Challenge. Reproduce every line of the material below word for word, changing nothing.

(Data listing)
————————

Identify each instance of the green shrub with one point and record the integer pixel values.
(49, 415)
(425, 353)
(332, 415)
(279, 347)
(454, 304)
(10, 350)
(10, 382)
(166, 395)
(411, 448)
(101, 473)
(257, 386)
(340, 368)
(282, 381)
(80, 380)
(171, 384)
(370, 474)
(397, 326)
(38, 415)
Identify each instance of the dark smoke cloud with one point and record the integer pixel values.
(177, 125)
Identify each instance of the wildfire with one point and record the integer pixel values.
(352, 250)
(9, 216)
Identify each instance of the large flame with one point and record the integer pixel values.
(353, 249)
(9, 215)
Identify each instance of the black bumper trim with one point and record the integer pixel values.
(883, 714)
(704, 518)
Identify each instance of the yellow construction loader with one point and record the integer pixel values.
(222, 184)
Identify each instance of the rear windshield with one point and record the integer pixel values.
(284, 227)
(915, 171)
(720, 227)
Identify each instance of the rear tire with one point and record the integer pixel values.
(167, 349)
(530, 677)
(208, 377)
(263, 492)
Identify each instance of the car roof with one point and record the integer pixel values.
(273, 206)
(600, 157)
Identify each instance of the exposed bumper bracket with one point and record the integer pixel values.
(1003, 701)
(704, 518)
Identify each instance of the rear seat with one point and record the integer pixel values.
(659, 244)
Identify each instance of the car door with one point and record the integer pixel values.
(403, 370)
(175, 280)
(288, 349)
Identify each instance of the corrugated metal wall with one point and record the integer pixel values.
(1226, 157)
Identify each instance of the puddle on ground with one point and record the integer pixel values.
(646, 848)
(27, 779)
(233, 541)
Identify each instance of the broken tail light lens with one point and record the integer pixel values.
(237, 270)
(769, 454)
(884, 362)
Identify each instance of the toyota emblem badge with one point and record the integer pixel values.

————————

Exercise answer.
Identify each instance of the green shrub with one point and record the integer pixel values.
(49, 415)
(425, 353)
(332, 415)
(279, 347)
(454, 304)
(10, 350)
(10, 382)
(166, 395)
(411, 448)
(101, 473)
(257, 386)
(340, 368)
(282, 381)
(80, 380)
(171, 384)
(370, 474)
(397, 326)
(38, 415)
Identify each instance of the dark smoke cloud with one point and record the integer pixel values.
(177, 125)
Identify each instance of the wildfire with one point and record the integer pixel values.
(352, 250)
(9, 216)
Identify each instance of the large flame with one point and record the integer pixel values.
(353, 249)
(9, 215)
Identify each instance of the black bumper trim with one point and record the integer pixel values.
(883, 714)
(704, 518)
Identify each instance of the yellow construction loader with one point and record the integer pixel values.
(222, 184)
Identify each instance of the rear windshield with one point and record the integer pixel values.
(284, 227)
(915, 171)
(720, 227)
Identify each instance of the rear tire with one point and record the integer pixel values.
(167, 349)
(530, 677)
(208, 377)
(263, 492)
Identify each instance of the car roof with one point and record the integer pixel values.
(273, 206)
(600, 157)
Identify each instance of the exposed bumper bracket with one point and record the integer pixel values.
(1003, 701)
(704, 518)
Identify each instance of the rear seat with one point and record the integer pixel values.
(659, 244)
Identify each instance of the car door with one point and record the integer pixel values.
(403, 370)
(175, 280)
(288, 349)
Identify each instance of the corrugated metal wall with one point and record the integer pixel values.
(1226, 157)
Identify each instance of the puddle on ground with one point and record the integer pixel values.
(646, 848)
(27, 779)
(233, 541)
Identify each instance of the broken tail light lens with one point and record the integer pixel values.
(237, 270)
(769, 454)
(884, 362)
Identify each instance of the toyota emblem badge with one point and record the integer pixel values.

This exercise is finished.